_Instructions to follow_
Return word for word the lines of the data below, beginning with the line that contains "If you could mark the wind-blown" and continuing through the final line of the data.
[START OF Raw data]
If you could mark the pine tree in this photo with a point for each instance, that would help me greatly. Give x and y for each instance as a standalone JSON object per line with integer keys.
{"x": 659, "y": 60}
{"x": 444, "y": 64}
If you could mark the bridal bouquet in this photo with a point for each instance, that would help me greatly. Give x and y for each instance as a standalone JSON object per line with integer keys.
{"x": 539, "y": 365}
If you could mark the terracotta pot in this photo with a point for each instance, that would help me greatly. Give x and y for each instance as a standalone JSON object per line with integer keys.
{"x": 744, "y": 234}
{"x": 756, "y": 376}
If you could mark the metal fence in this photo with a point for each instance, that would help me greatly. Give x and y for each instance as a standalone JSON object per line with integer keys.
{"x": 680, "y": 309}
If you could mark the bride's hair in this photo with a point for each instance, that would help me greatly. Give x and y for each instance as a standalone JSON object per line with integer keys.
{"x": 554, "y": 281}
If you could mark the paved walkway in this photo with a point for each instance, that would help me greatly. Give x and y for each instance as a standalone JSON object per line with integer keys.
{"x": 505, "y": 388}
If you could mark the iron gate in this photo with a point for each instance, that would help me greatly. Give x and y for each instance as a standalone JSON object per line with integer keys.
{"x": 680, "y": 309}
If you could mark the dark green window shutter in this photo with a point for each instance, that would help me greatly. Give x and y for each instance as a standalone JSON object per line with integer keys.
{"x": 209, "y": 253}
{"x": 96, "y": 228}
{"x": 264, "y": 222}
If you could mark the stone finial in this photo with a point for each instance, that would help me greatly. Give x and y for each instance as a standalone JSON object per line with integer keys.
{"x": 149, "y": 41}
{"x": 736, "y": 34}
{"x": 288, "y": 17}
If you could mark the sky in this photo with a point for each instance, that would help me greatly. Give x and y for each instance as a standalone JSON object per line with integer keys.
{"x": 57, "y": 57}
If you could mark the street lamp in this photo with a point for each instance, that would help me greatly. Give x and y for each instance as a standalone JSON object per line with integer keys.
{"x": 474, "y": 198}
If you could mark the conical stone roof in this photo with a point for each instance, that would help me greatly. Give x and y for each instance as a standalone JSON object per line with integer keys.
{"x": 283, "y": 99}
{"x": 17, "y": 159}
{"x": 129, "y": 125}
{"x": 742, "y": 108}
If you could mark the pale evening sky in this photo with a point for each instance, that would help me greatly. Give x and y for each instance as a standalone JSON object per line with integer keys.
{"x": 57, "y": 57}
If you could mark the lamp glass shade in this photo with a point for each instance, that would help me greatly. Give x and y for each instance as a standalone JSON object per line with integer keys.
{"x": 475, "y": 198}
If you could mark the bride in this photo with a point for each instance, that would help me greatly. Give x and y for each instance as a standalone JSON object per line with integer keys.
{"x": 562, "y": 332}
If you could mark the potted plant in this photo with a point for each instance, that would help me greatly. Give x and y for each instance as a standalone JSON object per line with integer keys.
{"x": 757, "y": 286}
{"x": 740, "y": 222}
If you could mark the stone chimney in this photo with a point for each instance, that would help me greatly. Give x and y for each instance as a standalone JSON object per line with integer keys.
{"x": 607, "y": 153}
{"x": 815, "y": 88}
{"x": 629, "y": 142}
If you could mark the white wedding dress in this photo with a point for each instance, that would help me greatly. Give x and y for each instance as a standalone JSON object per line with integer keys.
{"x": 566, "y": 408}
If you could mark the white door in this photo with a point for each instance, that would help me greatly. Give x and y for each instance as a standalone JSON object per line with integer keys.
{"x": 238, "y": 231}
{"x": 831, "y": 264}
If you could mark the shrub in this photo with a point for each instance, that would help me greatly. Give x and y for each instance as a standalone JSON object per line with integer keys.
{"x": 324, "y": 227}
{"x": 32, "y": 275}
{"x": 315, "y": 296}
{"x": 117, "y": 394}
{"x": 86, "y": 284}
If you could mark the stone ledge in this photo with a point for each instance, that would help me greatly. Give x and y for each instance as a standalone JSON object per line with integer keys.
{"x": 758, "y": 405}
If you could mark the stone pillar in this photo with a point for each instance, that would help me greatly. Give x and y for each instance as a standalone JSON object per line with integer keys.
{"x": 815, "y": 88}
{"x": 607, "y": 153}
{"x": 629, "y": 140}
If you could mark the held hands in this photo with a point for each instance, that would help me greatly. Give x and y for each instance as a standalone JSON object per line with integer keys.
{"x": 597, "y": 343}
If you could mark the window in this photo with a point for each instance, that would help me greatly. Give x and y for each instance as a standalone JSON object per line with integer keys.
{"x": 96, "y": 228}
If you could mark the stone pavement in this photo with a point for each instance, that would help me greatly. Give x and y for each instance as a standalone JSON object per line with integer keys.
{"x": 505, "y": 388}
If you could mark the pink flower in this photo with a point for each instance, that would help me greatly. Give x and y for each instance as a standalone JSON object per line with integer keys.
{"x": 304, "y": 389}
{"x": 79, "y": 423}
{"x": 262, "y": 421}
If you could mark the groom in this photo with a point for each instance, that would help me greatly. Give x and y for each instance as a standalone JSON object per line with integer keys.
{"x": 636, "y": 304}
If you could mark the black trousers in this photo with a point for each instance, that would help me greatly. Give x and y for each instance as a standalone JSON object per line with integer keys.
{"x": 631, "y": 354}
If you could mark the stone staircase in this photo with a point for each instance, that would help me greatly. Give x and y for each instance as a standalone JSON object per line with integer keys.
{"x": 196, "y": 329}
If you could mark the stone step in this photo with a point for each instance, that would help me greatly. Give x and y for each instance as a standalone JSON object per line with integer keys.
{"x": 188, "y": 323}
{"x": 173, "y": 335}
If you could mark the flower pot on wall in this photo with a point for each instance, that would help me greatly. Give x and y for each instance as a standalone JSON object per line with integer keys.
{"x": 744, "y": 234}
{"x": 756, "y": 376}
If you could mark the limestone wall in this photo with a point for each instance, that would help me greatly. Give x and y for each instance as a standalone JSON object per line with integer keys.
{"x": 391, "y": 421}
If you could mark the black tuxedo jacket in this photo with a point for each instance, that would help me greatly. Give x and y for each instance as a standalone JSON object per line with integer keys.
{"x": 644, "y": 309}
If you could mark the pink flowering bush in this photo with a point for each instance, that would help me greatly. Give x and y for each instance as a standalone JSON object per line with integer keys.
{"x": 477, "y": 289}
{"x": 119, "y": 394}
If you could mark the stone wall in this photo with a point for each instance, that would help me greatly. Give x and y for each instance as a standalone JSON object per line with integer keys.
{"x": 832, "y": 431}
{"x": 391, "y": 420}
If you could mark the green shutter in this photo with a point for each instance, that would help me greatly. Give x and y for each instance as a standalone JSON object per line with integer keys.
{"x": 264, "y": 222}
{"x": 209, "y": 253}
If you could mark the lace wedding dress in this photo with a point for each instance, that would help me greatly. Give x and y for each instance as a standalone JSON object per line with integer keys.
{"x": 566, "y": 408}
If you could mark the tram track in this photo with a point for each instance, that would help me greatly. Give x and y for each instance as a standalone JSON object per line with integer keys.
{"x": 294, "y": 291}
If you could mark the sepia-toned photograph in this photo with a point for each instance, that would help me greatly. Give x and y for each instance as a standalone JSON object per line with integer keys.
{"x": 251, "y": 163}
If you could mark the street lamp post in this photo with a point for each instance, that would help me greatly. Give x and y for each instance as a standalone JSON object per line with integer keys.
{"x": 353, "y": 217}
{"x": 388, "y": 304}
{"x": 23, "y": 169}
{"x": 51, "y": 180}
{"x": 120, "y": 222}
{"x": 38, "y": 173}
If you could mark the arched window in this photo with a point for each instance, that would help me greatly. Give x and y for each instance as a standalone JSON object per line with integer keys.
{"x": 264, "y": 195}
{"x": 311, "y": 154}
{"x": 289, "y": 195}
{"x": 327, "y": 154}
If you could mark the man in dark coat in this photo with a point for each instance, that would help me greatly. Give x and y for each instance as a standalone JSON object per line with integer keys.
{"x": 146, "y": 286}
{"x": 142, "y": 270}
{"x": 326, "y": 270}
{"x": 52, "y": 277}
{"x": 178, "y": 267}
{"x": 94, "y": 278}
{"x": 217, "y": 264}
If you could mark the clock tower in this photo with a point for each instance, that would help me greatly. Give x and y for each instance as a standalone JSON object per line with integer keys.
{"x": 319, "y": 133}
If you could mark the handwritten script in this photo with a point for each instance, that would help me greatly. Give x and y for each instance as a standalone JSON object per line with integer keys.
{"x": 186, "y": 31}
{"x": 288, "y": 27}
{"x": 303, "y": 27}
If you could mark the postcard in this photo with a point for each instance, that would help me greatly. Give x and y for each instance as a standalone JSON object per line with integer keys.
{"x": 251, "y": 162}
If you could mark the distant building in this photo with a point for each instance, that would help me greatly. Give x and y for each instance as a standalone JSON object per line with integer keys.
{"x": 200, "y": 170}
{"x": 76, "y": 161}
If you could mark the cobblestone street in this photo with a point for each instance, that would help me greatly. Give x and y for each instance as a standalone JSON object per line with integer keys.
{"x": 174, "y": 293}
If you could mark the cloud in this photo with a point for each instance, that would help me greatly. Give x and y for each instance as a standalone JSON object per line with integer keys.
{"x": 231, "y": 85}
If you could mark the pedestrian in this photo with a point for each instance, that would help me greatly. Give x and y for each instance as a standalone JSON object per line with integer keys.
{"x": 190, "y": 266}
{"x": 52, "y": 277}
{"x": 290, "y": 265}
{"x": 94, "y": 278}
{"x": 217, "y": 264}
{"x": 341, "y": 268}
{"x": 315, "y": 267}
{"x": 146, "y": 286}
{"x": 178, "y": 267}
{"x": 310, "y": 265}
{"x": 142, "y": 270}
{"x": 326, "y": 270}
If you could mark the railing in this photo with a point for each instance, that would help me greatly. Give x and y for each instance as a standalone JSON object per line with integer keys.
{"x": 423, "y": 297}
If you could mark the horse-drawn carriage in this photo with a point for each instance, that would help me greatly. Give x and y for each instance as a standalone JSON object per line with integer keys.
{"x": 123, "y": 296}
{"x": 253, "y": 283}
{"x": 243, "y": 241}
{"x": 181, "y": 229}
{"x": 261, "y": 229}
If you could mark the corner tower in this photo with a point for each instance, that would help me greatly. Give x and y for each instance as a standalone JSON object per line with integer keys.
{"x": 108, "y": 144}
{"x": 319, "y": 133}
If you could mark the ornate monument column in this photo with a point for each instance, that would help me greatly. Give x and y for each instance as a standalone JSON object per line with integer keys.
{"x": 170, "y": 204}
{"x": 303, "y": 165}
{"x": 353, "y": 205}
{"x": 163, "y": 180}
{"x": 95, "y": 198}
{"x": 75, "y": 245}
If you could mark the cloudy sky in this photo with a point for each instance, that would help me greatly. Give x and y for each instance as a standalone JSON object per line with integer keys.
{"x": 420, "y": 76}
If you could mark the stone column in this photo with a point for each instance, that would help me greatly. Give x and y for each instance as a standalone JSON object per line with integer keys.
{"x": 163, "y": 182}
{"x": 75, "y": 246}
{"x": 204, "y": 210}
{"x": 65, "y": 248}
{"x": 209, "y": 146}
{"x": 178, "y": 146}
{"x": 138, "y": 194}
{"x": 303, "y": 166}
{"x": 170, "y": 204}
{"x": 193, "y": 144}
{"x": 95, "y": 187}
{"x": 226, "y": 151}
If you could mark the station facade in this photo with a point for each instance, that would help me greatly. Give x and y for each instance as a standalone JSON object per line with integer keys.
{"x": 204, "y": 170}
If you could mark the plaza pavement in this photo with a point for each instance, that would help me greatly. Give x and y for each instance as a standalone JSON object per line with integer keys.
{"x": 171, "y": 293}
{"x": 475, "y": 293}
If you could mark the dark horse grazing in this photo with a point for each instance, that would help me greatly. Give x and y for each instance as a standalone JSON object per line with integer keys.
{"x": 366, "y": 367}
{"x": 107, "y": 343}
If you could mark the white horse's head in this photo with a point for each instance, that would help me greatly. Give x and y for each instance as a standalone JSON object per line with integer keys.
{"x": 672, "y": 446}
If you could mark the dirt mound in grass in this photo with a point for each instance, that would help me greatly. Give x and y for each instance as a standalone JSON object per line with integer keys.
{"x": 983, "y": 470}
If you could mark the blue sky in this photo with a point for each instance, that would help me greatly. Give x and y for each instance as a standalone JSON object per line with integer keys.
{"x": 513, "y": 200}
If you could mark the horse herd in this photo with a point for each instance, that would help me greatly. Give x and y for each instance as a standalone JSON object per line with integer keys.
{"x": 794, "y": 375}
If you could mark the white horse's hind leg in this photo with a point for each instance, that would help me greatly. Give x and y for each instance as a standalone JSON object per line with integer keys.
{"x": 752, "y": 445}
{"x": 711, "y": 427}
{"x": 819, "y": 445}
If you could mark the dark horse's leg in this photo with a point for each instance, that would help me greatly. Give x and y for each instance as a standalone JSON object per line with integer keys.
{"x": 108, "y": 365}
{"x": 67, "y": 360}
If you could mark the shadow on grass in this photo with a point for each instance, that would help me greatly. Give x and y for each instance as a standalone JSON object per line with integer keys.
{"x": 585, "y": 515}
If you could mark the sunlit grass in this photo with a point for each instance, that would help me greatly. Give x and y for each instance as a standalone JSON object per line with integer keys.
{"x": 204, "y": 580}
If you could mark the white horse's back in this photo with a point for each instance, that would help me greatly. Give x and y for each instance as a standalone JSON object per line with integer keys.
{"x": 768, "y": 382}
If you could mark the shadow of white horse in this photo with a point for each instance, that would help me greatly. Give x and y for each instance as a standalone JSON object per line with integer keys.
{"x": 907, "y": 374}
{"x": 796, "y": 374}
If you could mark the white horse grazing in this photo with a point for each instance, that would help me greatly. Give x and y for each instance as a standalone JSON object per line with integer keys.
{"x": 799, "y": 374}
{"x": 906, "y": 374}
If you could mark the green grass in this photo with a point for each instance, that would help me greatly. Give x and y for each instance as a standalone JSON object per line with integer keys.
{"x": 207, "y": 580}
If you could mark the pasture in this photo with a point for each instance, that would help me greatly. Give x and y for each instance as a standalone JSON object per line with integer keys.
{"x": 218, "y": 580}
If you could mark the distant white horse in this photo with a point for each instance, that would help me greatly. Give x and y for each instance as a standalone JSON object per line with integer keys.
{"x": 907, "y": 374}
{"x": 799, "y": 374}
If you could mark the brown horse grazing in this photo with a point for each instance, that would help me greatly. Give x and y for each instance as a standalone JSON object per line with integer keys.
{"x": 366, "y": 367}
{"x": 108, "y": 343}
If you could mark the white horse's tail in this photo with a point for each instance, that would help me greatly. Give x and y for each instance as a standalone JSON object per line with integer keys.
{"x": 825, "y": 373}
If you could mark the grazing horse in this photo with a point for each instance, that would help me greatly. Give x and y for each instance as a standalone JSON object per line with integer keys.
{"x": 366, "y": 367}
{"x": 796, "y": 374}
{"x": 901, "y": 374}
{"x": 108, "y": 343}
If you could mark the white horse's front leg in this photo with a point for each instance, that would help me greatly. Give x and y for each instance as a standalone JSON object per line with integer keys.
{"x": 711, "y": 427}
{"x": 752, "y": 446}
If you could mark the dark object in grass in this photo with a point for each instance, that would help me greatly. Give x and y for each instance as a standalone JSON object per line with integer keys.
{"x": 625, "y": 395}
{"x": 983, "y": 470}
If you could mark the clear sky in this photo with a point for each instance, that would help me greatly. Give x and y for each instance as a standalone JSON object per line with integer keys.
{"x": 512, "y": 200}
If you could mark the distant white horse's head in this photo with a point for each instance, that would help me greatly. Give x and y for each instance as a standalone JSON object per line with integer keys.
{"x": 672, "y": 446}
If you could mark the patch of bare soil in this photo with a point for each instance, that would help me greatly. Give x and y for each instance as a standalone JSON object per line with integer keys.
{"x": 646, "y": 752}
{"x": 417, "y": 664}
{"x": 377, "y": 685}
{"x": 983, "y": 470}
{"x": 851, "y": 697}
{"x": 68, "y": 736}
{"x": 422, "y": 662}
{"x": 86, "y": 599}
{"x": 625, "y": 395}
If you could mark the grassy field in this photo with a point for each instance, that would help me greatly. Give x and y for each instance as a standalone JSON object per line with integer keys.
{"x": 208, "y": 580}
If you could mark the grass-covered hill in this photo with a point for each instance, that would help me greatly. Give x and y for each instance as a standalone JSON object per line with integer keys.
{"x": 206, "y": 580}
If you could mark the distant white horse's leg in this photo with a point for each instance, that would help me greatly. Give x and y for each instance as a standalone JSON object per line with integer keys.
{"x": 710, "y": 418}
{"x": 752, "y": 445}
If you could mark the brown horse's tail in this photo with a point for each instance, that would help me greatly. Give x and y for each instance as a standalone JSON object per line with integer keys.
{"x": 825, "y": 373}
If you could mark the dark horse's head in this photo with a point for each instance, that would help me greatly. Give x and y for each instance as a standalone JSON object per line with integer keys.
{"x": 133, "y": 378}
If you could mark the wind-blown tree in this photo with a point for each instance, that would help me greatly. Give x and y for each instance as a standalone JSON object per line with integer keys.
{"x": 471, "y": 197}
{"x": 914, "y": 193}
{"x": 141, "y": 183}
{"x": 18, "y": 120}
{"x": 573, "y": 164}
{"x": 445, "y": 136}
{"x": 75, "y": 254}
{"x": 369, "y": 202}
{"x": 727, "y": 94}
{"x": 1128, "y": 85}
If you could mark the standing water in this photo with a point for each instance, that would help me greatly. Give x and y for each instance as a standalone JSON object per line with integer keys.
[END OF Raw data]
_Solved problem_
If you could mark the wind-blown tree in this photo with a point for each instance, that would help me greatly. Give x and y for each instance as a standalone JSON object per line with integer keys.
{"x": 471, "y": 197}
{"x": 914, "y": 193}
{"x": 141, "y": 183}
{"x": 18, "y": 120}
{"x": 573, "y": 164}
{"x": 445, "y": 136}
{"x": 75, "y": 254}
{"x": 369, "y": 202}
{"x": 727, "y": 94}
{"x": 1128, "y": 85}
If you could mark the standing water in this photo with a point for each instance, that would help me greatly. Give x and y for each instance as a standalone JSON object per line with integer keys.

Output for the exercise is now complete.